### Your task
Write out, word for word, the lines of the records from the line containing "the helmet visor" up to and including the line containing "point(212, 252)".

(Rows from a dataset)
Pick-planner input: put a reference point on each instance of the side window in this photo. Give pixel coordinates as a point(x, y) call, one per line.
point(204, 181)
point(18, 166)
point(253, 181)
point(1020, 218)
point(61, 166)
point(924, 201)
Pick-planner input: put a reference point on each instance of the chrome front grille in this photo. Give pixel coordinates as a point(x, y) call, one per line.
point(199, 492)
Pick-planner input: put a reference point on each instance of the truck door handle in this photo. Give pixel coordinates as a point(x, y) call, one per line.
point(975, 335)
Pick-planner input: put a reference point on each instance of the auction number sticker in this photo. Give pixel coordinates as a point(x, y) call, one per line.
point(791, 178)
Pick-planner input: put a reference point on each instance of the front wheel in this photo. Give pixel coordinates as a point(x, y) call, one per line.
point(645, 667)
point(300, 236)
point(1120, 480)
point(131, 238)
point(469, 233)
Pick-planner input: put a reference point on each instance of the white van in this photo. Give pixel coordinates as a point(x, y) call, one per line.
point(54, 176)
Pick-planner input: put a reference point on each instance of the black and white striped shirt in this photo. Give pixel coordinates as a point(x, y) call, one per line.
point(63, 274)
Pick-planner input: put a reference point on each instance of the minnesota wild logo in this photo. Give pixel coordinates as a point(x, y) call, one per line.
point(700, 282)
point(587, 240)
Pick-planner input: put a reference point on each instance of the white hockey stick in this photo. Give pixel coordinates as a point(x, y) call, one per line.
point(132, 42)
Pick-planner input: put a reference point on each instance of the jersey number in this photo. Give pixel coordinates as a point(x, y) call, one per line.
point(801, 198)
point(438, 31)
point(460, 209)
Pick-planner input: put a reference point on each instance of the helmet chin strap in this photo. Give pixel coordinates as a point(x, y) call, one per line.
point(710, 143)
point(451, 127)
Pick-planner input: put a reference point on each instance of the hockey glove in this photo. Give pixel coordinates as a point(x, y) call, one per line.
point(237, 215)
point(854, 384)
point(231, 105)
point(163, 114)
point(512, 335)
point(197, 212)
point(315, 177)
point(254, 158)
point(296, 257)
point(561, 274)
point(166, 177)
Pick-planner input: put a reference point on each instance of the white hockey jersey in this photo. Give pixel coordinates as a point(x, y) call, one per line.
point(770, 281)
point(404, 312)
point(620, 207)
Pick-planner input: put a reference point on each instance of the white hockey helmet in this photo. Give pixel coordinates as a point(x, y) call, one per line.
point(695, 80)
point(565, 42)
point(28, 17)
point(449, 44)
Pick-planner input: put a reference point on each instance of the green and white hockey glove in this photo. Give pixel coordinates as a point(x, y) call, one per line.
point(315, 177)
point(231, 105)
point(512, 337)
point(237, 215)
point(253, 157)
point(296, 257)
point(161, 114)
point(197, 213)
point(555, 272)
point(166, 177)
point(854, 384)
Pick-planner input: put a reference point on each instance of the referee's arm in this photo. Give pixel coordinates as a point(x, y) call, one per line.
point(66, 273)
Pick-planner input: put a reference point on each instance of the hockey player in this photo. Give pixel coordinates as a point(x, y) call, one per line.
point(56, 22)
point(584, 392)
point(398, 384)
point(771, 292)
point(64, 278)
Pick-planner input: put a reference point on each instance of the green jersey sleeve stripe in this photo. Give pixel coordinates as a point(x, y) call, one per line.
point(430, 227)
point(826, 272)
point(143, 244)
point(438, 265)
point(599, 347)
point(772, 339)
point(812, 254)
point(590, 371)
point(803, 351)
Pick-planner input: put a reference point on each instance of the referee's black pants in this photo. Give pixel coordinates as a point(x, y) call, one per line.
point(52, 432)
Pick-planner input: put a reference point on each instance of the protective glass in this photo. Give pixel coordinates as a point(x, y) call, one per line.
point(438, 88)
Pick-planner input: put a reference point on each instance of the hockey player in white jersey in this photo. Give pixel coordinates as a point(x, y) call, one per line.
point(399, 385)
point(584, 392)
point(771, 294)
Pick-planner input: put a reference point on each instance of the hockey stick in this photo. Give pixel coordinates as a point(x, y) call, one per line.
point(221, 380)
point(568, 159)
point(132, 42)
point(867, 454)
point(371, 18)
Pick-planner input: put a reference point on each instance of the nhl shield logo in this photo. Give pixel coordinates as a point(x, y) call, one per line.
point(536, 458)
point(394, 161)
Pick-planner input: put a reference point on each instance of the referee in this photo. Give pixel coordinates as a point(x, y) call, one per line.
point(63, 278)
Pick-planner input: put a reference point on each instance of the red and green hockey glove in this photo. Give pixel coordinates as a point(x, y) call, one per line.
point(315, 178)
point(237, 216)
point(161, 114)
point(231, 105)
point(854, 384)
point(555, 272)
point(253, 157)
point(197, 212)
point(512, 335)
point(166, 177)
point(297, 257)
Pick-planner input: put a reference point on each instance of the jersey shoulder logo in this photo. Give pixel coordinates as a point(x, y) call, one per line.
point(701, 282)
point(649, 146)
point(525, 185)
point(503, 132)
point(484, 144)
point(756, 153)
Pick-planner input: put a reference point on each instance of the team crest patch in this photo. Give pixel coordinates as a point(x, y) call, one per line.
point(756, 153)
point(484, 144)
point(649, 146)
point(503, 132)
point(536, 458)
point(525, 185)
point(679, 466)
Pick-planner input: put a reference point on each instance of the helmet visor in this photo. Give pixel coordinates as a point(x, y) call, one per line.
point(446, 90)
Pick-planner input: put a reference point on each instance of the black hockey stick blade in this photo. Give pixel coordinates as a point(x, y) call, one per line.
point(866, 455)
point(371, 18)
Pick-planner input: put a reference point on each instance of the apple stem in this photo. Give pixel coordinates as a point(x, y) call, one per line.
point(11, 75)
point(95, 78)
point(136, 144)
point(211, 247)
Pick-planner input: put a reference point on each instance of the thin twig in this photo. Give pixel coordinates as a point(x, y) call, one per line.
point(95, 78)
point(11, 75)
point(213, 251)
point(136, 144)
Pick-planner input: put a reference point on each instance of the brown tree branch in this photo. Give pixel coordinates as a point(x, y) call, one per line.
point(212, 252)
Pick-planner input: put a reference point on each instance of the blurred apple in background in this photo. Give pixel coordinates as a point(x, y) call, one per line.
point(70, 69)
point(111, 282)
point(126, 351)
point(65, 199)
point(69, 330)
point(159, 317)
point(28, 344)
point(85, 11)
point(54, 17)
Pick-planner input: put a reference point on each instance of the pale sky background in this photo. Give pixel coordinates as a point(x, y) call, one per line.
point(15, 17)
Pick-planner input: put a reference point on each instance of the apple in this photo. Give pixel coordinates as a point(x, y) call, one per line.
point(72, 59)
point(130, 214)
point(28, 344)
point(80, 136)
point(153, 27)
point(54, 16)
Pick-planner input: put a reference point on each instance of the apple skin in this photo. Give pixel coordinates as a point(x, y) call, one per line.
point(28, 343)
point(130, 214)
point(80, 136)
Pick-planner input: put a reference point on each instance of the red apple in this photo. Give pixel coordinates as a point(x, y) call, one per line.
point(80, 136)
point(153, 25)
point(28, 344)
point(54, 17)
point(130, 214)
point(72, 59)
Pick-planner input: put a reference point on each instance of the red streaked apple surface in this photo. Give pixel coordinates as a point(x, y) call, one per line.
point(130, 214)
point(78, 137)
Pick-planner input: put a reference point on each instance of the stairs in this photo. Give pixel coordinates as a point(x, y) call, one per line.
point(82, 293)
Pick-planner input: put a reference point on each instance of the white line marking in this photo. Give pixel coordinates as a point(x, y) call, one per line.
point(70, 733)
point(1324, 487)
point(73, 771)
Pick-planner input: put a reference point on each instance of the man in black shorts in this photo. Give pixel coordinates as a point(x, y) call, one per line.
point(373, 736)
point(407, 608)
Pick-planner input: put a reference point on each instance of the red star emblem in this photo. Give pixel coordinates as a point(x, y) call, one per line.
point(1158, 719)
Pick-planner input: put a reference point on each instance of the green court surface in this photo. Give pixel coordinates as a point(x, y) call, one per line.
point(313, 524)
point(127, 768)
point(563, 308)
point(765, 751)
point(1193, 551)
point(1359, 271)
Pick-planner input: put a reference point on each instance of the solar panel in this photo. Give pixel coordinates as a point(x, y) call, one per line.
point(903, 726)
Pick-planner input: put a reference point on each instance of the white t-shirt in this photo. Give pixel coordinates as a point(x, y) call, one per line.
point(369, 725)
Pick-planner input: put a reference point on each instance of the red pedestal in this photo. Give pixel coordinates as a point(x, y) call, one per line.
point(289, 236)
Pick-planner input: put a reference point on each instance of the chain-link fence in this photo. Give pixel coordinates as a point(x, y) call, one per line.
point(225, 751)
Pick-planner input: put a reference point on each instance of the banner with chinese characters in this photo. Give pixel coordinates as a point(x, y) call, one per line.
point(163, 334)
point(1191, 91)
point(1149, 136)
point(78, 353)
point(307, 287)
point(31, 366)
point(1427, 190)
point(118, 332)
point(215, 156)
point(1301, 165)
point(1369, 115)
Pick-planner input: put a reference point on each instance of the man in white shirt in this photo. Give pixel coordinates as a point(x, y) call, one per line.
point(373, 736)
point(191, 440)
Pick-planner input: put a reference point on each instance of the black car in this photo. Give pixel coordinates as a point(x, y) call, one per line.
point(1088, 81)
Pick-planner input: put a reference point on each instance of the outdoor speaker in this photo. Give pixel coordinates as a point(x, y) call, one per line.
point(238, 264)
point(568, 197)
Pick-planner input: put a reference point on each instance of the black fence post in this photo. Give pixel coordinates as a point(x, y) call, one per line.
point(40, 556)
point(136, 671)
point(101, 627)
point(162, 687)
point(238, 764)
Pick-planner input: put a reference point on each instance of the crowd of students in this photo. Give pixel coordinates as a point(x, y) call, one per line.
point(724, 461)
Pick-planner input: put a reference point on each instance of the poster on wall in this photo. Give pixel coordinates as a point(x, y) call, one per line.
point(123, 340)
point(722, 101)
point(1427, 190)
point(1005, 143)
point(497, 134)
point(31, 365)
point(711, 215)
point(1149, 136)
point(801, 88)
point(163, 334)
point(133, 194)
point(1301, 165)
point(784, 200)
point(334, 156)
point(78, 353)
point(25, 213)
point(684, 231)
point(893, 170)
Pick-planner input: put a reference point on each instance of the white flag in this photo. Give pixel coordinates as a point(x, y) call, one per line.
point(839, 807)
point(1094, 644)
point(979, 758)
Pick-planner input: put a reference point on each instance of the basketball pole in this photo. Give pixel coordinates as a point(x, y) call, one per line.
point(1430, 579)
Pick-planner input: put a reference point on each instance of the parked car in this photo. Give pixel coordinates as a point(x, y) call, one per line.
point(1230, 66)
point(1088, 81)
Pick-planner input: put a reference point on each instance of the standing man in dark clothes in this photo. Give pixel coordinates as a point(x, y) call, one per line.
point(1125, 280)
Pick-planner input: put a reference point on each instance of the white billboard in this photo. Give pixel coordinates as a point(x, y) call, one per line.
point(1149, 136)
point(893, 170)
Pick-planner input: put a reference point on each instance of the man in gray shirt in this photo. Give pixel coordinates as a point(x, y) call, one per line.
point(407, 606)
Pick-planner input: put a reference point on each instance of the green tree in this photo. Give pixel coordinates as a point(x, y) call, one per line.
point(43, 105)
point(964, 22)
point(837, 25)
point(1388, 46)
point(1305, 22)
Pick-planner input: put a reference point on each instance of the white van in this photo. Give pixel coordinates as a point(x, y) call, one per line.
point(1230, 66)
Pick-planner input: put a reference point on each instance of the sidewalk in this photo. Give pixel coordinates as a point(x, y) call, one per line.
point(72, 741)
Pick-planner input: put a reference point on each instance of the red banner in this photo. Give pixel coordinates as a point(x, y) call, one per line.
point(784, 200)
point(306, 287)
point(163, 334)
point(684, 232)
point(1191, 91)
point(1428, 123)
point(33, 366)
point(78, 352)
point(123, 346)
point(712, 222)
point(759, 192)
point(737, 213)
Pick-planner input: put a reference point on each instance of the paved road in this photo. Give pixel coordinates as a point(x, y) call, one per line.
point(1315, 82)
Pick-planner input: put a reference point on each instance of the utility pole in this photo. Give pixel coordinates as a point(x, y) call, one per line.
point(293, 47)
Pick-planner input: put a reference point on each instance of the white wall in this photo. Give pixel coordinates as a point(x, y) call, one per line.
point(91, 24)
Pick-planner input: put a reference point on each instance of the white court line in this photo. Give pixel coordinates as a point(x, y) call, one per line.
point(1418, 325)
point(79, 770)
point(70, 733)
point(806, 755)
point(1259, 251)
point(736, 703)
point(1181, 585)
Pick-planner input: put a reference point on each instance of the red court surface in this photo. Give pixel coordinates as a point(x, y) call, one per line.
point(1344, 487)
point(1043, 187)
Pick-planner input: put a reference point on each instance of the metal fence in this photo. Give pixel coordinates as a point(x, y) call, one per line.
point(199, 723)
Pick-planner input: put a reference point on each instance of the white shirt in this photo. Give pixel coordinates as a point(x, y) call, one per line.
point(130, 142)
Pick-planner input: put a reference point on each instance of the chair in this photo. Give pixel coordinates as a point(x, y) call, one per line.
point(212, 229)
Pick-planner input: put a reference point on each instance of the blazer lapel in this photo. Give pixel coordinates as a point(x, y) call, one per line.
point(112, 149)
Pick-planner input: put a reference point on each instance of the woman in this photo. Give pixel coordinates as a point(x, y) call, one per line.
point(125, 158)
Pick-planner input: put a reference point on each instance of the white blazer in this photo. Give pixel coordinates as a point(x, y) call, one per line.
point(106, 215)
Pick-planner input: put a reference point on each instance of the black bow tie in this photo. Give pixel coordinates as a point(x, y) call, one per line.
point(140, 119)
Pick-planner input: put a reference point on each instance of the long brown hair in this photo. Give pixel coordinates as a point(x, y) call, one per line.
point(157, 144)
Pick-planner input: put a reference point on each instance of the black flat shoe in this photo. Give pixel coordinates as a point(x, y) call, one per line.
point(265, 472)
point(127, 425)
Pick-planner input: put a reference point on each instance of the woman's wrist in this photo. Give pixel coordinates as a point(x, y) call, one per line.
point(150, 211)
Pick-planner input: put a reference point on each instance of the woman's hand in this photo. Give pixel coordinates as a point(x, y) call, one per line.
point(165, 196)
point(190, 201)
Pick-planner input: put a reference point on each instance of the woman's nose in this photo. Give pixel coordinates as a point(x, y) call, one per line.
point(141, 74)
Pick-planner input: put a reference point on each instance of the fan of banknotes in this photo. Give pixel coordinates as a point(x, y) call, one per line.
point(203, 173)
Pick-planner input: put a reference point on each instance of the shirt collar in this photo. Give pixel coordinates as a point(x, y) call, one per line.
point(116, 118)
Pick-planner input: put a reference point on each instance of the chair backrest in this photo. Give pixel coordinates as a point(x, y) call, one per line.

### Solution to the problem
Pick-planner input: put a reference point on each instance of the helmet visor in this photo. Give pixel coordinates as a point(x, y) call, one per line.
point(446, 90)
Pick-planner input: put a reference point on each instance of the black hockey stick blade in this photo. Give pixel coordinates as a point(x, y) call, one per line.
point(866, 455)
point(371, 18)
Pick-planner input: put a reference point on each instance of the apple stem in this photo. Give pixel coordinates as a point(x, y) call, one per line.
point(11, 75)
point(95, 78)
point(136, 144)
point(211, 247)
Pick-planner input: put a reference point on each instance of the thin twig in this photo. Give pixel coordinates as a point(x, y) call, one per line.
point(95, 78)
point(11, 75)
point(213, 251)
point(136, 144)
Pick-planner input: put a reference point on each instance of the brown tree branch in this photo. Give pixel coordinates as a point(x, y) call, one per line.
point(212, 252)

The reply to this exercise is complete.